PARTS OF THE EXERCISE:
[a] Decide whether each statement below agrees with the abstract on Acinetobacter baumannii complex bacteremia, answering yes or no and quoting the words of the abstract that decide it. (i) The study was prospective. (ii) Imipenem-resistant A. baumannii complex bacteremia showed a mortality of 69.9%. (iii) Inappropriate initial antimicrobial therapy was correlated with a specific genospecies.
[b] In the abstract on Acinetobacter baumannii complex bacteremia, what method was used to genotype the bacterial isolates?

EXCERPTED PASSAGE:
=== Begin Enclosure ===

Objectives: Acinetobacter baumannii complex bacteremia has been identified increasingly in critical patients admitted in ICUs. Notably, A. baumannii complex bacteremia has a high mortality rate, yet the risk factors associated with mortality remain unclear and controversial.
Design: Retrospective study.
Setting: All adult ICUs at a tertiary care medical center.
Patients: All patients with A. baumannii complex bacteremia admitted in 2009–2010.
Measurements and Main Results: Risk factors for mortality were analyzed. Bacterial isolates were identified by 16S-23S ribosomal RNA intergenic spacer region sequencing for genospecies and genotyped by pulsed-field gel electrophoresis. Carbapenemase genes were detected by polymerase chain reaction and sequencing. A total of 298 patients met the inclusion criteria, including 73 (24.5%) infected by imipenem-resistant A. baumannii complex. The overall 30-day mortality was 33.6% (100 of 298). Imipenem-resistant A. baumannii complex bacteremia specifically showed a high mortality (69.9%) and was associated with prior use of broad-spectrum antibiotics for more than 5 days for treating ventilator-associated pneumonia before the occurrence of bacteremia. Mortality was associated with inappropriate initial antimicrobial therapy, which was correlated with imipenem-resistant A. baumannii complex but not with any specific genospecies. ISAba1–blaOXA-23–ISAba1 (Tn2006) was found in most (66.7%, 40 of 68) imipenem-resistant A. baumannii (genospecies 2) and also spread beyond species border to all imipenem-resistant genospecies 3 (2), 13TU (2), and 10 (1).

=== End Enclosure ===

GIVEN DATA:
=== Begin Enclosure ===

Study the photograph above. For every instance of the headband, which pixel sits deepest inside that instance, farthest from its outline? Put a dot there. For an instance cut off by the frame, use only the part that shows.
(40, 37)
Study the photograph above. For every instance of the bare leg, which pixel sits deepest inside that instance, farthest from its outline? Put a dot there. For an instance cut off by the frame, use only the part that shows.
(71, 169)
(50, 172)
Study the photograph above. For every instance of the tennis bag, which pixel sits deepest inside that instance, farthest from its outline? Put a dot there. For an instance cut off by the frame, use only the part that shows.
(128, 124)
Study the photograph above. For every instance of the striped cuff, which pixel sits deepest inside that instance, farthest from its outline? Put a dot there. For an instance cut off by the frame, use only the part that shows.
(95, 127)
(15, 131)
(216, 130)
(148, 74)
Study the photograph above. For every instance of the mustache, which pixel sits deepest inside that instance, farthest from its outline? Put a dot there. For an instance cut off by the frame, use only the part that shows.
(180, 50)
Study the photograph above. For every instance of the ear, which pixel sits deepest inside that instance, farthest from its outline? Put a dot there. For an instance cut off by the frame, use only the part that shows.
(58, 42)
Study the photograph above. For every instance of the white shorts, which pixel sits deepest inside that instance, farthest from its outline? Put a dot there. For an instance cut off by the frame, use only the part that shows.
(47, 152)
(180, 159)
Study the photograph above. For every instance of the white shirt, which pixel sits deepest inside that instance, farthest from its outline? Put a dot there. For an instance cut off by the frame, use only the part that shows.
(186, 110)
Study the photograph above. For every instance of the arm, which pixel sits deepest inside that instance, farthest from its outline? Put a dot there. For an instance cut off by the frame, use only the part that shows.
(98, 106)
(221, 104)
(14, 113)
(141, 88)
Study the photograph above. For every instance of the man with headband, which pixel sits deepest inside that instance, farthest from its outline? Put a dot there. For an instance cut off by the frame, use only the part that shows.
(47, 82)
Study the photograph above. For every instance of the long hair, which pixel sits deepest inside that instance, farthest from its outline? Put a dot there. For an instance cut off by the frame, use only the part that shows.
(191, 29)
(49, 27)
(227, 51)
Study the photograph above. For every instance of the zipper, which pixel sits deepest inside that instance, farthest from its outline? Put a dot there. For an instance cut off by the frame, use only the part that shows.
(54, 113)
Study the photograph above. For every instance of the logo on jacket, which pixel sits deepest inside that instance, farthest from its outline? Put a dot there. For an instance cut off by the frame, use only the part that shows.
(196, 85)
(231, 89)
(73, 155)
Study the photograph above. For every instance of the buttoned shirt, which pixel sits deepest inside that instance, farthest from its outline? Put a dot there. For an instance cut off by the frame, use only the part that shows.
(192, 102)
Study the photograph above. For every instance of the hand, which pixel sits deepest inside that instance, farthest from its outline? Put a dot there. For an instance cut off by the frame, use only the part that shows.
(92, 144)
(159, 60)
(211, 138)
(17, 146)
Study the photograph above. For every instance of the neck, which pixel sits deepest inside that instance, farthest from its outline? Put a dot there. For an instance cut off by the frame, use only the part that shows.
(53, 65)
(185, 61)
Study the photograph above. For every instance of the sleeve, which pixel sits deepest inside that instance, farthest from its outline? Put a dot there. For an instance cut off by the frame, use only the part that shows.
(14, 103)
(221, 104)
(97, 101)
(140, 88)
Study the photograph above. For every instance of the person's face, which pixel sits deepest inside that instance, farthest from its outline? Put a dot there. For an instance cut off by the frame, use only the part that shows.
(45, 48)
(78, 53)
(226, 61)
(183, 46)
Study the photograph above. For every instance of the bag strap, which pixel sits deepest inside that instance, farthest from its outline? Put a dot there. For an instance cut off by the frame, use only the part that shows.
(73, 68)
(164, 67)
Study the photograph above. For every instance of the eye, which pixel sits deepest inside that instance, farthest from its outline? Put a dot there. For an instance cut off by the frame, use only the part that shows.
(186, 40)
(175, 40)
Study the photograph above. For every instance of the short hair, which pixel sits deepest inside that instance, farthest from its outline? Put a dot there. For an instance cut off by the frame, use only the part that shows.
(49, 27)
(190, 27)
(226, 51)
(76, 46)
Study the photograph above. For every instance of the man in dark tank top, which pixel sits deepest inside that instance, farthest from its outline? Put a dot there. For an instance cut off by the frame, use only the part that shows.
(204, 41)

=== End Enclosure ===

TASK RESPONSES:
[a]
(i) No: "Design: Retrospective study."
(ii) Yes: "Imipenem-resistant A. baumannii complex bacteremia specifically showed a high mortality (69.9%)"
(iii) No: "correlated with imipenem-resistant A. baumannii complex but not with any specific genospecies"

[b] Pulsed-field gel electrophoresis.